--- Exercise requirements ---
A - Reproduce the passage of the article on the federal office closure starting at "Federal employees in" and ending at "work as usual.".
B - In the article on the federal office closure, what share of telework-eligible federal employees actively teleworked in fiscal year 2020?
C - Summarize the article on the federal office closure in two sentences.

--- Given text ---
---------------
Federal employees in the National Capital Region were told to stay put on Monday morning as a wave of cold winter weather moved across eastern portions of the U.S. and threatened the D.C. area with several inches of snowfall.
The Office of Personnel Management said Sunday evening that federal offices in the Washington D.C. region would be closed Monday. “Emergency” employees — those who know ahead of time that they must work regardless of weather, are still expected to report for duty on Monday.
And the vast swath of the workforce that’s already teleworking because of COVID-19 is still expected work as usual.
OPM announced the closure after the National Weather Service posted a winter storm warning for the area, including Washington, D.C., most of northern Virginia and the suburban Maryland counties around the nation’s capital.
The initial forecast called for up to eight inches of snow by mid-day on Monday. For updated forecasts and other area closures, stay tuned to our colleagues at WTOP and WTOP.com.
Because of the high proportion of the workforce already teleworking because of COVID-19, it’s unclear how many employees will be affected by Monday’s closure.
In its most recent report to Congress, OPM said 45 percent of the total federal workforce was deemed telework-eligible by their agencies in fiscal year 2020, and of those employees, 90 percent actively teleworked. But the office cautioned those relatively outdated figures may not have been an accurate governmentwide snapshot, since agencies were reporting data to OPM at the very same time they were changing telework rules and definitions in response to the pandemic.
---------------
--- Data provided ---
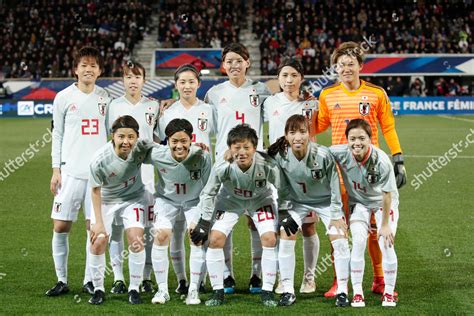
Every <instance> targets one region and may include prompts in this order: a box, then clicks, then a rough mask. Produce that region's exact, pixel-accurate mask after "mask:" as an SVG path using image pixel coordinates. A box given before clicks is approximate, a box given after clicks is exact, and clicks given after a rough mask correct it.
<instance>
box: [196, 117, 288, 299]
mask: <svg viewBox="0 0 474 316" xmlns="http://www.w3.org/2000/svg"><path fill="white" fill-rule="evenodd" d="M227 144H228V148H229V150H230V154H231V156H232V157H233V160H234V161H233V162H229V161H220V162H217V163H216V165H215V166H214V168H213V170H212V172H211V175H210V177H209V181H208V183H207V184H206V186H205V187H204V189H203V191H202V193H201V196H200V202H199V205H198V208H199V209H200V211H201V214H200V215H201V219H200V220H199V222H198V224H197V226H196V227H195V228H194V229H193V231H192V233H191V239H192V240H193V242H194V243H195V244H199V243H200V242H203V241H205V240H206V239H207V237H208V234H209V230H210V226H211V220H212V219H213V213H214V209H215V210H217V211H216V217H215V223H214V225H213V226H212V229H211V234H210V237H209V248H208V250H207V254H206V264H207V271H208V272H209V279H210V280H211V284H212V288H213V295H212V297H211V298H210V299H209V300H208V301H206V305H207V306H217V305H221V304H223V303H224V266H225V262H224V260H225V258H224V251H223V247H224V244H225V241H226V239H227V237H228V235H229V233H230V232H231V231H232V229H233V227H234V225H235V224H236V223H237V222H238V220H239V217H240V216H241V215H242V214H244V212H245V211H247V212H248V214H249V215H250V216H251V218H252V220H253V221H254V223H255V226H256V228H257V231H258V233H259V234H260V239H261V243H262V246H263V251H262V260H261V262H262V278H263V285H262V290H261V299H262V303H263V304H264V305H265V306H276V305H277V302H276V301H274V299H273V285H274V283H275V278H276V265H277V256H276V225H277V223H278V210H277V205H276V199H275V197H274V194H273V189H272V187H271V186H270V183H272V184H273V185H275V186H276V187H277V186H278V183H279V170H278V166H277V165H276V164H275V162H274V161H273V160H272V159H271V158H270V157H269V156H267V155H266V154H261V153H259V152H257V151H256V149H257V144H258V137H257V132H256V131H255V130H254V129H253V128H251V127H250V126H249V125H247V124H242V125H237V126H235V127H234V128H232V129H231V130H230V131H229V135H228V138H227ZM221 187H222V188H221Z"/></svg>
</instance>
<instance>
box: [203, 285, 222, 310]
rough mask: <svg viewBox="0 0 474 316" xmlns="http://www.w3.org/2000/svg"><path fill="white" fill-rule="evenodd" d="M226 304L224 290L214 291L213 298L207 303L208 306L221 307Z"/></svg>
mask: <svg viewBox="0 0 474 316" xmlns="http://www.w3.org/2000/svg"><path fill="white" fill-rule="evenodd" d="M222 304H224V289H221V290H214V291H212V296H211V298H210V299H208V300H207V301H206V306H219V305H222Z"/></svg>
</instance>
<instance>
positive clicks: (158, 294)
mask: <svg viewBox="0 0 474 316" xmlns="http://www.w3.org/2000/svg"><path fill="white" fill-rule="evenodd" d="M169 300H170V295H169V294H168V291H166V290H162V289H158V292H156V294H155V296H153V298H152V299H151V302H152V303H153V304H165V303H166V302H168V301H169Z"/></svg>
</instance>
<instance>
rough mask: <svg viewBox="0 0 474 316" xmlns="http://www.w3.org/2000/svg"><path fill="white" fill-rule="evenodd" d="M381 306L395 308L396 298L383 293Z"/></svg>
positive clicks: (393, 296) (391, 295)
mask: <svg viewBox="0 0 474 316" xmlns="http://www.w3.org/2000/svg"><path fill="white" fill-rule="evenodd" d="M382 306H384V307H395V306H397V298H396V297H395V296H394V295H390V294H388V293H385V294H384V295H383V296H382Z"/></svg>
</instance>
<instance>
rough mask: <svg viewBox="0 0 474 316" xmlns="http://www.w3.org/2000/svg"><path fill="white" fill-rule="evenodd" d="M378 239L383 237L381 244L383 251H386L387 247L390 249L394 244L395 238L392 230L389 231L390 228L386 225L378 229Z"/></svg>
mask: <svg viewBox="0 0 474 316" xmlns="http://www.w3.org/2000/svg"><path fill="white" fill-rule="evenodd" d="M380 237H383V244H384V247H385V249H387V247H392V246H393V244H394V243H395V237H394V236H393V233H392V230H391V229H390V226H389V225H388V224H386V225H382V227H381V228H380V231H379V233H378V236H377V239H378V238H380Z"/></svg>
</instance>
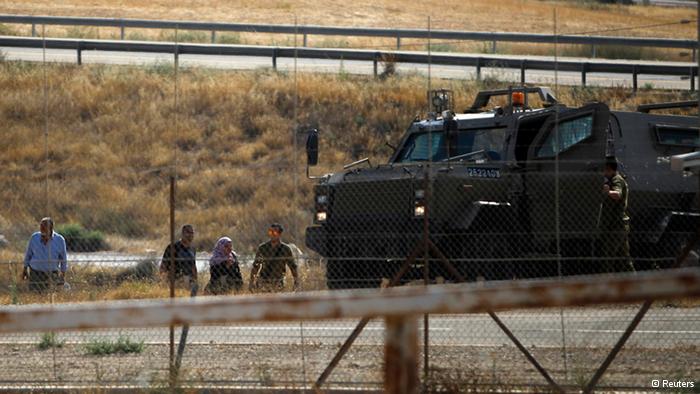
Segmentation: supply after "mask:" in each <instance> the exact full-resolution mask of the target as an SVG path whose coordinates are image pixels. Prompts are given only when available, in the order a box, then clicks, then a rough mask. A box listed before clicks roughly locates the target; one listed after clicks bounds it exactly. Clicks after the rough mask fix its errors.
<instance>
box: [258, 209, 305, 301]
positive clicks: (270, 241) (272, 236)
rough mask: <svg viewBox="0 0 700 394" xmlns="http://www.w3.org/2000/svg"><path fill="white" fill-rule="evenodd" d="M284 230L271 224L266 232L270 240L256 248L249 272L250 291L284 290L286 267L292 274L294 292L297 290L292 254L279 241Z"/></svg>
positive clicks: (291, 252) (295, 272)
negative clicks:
---------------
--- Outputs for the tasks ---
A -
Federal employees in the National Capital Region were told to stay put on Monday morning as a wave of cold winter weather moved across eastern portions of the U.S. and threatened the D.C. area with several inches of snowfall.
The Office of Personnel Management said Sunday evening that federal offices in the Washington D.C. region would be closed Monday. “Emergency” employees — those who know ahead of time that they must work regardless of weather, are still expected to report for duty on Monday.
And the vast swath of the workforce that’s already teleworking because of COVID-19 is still expected work as usual.

B - 90 percent.

C - The Office of Personnel Management closed federal offices in the Washington, D.C. region on Monday after the National Weather Service issued a winter storm warning, with up to eight inches of snow initially forecast. Emergency employees still had to report and teleworking employees were to work as usual, so it is unclear how many employees the closure affects.